● WORK REQUEST: Retype all of the data below exactly as it appears, leaving out any pictures.

● SOURCE MATERIAL:

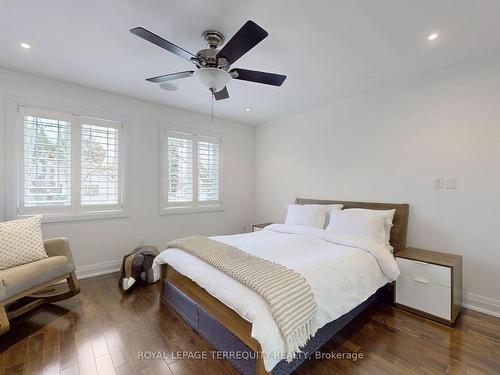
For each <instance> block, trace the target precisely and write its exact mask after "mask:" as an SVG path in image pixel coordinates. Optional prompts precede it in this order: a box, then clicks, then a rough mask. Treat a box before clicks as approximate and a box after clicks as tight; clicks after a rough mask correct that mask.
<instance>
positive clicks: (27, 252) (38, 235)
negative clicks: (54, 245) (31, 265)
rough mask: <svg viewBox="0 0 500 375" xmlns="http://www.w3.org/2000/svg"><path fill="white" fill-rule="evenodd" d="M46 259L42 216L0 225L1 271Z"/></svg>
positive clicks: (34, 216)
mask: <svg viewBox="0 0 500 375" xmlns="http://www.w3.org/2000/svg"><path fill="white" fill-rule="evenodd" d="M45 258H47V252H46V251H45V246H44V245H43V239H42V217H41V216H33V217H29V218H27V219H20V220H12V221H7V222H4V223H0V270H3V269H6V268H11V267H15V266H20V265H21V264H26V263H31V262H34V261H36V260H40V259H45Z"/></svg>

● WRITTEN ANSWER:
For each <instance> block, trace the target precisely and write its exact mask after "mask:" as an SVG path in image pixel coordinates. Optional prompts precede it in this order: a box, then clicks, then a rough mask. Treat a box before clicks as approximate and a box after clicks as tight; clicks after a rough mask correct that mask.
<instance>
positive clicks: (27, 252) (38, 235)
negative clicks: (54, 245) (31, 265)
rough mask: <svg viewBox="0 0 500 375" xmlns="http://www.w3.org/2000/svg"><path fill="white" fill-rule="evenodd" d="M46 259L42 216L0 225L1 271Z"/></svg>
positive clicks: (34, 216)
mask: <svg viewBox="0 0 500 375" xmlns="http://www.w3.org/2000/svg"><path fill="white" fill-rule="evenodd" d="M45 258H47V252H46V251H45V246H44V245H43V239H42V217H41V216H33V217H29V218H27V219H20V220H12V221H7V222H4V223H0V270H3V269H6V268H11V267H15V266H20V265H21V264H26V263H31V262H34V261H36V260H40V259H45Z"/></svg>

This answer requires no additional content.